I just want to know how you cleaned her puke off the twister mat with no gloves. And didn't throw up
At dinner I grabbed his hand and he screamed "mom she just grabbed my penis" the proceeded to shove my hand down his pants! Hello Mr.Dick!
I'm watching this guy on intervention hospitalized for liver damage. He's drinking the hand sanitizer in the hospital room. Say hello to your future.
Walk of Shame today included voting.
the party we were at had security guards carrying paintball guns. that probably should have been the first sign
she woke me up with a blowjob, mickey mouse pancakes, a mugshot of my ex in county jail, and tequilla. Do you know if she fucked someone behind my back or did i win the vagina lottery?
Well I went on a freakin rampage and destroyed a fan and claimed that it wasn't doing its fan duties... Then I knocked on everybody's doors in the hall and asked if they were content with their fan's performance and if not I would take care of it...
He left my apartment when I broke up with him just as my booty call was walking in. It was a little awkward...
I am not betting on the failure of any friend that is not you.
I told the DJ last night to play Third Eye Blind before 1:45 and just pointed at him as I walked away. He didn't do it and at 1:45 I just walked out pointing at him, without my friends
I'm trying to puke quietly so i don't ruin my grandma's birthday/my graduation brunch. And you say i need to grow up.
Please don't explain what tea bagging is to my mother.
he looks like the poster child for myspace how the hell does he have other hoes?
You sealing the pinky promise with a shot was much better than just kissing it
No, this year you're all getting coupons for things like "no yelling because you had sex in my apartment" or "the last beer."

※

Activity ▸
Reproduce the text messages word for word, in full. The items are separate material, unrelated to the text messages.

Point localization data
※

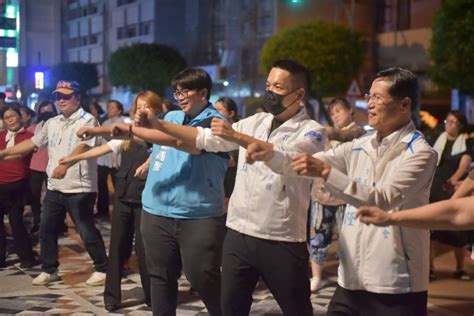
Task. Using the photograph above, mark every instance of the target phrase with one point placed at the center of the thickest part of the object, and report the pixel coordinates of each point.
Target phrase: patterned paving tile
(71, 296)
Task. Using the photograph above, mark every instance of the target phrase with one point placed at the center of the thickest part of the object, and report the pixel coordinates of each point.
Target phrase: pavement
(71, 296)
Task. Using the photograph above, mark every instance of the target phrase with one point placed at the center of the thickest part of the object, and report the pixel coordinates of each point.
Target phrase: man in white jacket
(383, 270)
(267, 214)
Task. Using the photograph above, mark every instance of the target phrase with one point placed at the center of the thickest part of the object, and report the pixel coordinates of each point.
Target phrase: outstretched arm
(466, 187)
(60, 171)
(18, 151)
(449, 214)
(92, 153)
(152, 136)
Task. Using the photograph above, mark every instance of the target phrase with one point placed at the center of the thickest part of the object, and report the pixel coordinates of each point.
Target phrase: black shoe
(461, 275)
(34, 230)
(29, 264)
(111, 307)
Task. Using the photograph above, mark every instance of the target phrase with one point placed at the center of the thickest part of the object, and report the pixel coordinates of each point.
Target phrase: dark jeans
(80, 207)
(194, 245)
(11, 203)
(283, 267)
(103, 190)
(126, 219)
(363, 303)
(37, 179)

※

Final answer ▸
I just want to know how you cleaned her puke off the twister mat with no gloves. And didn't throw up
At dinner I grabbed his hand and he screamed "mom she just grabbed my penis" the proceeded to shove my hand down his pants! Hello Mr.Dick!
I'm watching this guy on intervention hospitalized for liver damage. He's drinking the hand sanitizer in the hospital room. Say hello to your future.
Walk of Shame today included voting.
the party we were at had security guards carrying paintball guns. that probably should have been the first sign
she woke me up with a blowjob, mickey mouse pancakes, a mugshot of my ex in county jail, and tequilla. Do you know if she fucked someone behind my back or did i win the vagina lottery?
Well I went on a freakin rampage and destroyed a fan and claimed that it wasn't doing its fan duties... Then I knocked on everybody's doors in the hall and asked if they were content with their fan's performance and if not I would take care of it...
He left my apartment when I broke up with him just as my booty call was walking in. It was a little awkward...
I am not betting on the failure of any friend that is not you.
I told the DJ last night to play Third Eye Blind before 1:45 and just pointed at him as I walked away. He didn't do it and at 1:45 I just walked out pointing at him, without my friends
I'm trying to puke quietly so i don't ruin my grandma's birthday/my graduation brunch. And you say i need to grow up.
Please don't explain what tea bagging is to my mother.
he looks like the poster child for myspace how the hell does he have other hoes?
You sealing the pinky promise with a shot was much better than just kissing it
No, this year you're all getting coupons for things like "no yelling because you had sex in my apartment" or "the last beer."